> [Tasks for this exercise]
(a) List each error the regex question numbers under "There are at least these errors".
(b) In the regex question, what character stands in for the non-breaking space?

What's wrong with my regex?

What's wrong with my regex?

Insert spaces after abbrev. of intl. standards.kmmacros (2.8 KB)

Insert spaces after abbrev. of intl. standards.kmmacros (2.8 KB)

The regex - Find string:

(\b(DIN)|(DIN EN)|(DIN EN ISO)|(DIN ISO)|(DIN-EN)|(DIN-EN-ISO)|(DIN-ISO)|(EN)|(IEC)|(ISO)|(NEN)|(NEN‑EN)|(NEN‑EN‑IEC)\b)(\s)(\d)

The Substitution (Replacement) expression:

$1‡$3

The test text:

You can find the specifications in DIN 12345, DIN EN 12345, DIN EN ISO 12345, DIN ISO 12345, DIN-EN 12345, DIN-EN-ISO 12345, DIN-ISO 12345, EN 12345, IEC 12345, ISO 12345, NEN 12345, NEN‑EN 12345, NEN‑EN‑IEC 12345.

The incorrect replacement result:

You can find the specifications in DIN‡2345, DIN EN‡DIN EN2345, DIN EN ISO‡2345, DIN ISO‡2345, DIN-EN‡2345, DIN-EN-ISO‡2345, DIN-ISO‡2345, EN‡2345, IEC‡2345, ISO‡2345, NEN‡2345, NEN‑EN‡2345, NEN‑EN‑IEC‡2345.

There are at least these errors:

  1. The first digit after the “‡” is missing.
  2. No “‡” inserted in “DIN EN”.
  3. The digits after “DIN EN” are missing.

What am I doing wrong here?

Background: I’d like to insert non-breaking spaces between common uppercase abbreviations in titles of international standards and following digits and between these abbreviations themselves. For demonstration purposes I have represented the non-breaking space with “‡”.

> [Data provided]
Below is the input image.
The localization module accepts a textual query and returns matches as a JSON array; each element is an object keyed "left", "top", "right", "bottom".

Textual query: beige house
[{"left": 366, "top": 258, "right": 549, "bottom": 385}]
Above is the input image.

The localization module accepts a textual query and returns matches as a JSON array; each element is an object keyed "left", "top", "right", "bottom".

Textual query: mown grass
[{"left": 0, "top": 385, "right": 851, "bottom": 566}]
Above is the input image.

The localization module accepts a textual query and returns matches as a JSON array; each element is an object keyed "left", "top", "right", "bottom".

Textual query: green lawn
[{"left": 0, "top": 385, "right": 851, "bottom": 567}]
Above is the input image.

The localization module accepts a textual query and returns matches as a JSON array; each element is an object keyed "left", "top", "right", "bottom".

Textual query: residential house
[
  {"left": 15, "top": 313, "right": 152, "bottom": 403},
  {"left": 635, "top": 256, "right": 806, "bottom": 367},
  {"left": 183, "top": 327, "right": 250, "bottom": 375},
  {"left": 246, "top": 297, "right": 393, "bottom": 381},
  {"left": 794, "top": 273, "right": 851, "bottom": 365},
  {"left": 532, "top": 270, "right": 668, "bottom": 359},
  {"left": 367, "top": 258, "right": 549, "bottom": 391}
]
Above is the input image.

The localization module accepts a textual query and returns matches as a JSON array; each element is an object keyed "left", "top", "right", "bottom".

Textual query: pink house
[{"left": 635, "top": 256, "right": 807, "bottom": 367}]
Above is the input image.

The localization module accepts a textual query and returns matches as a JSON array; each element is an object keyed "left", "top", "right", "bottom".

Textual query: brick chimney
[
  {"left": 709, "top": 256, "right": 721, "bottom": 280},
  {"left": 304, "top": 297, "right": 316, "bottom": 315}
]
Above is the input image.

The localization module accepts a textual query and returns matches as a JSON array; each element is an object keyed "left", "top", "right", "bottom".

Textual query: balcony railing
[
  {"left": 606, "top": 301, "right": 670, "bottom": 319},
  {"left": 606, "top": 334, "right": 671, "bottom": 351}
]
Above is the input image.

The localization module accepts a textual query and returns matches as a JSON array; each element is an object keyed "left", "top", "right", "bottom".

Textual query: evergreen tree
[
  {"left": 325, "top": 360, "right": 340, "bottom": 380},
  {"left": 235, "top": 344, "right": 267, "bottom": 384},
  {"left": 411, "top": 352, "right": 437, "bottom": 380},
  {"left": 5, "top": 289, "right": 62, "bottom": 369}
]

> [Per-task outputs]
(a)
1. The first digit after the "‡" is missing.
2. No "‡" inserted in "DIN EN".
3. The digits after "DIN EN" are missing.

(b) The "‡" character.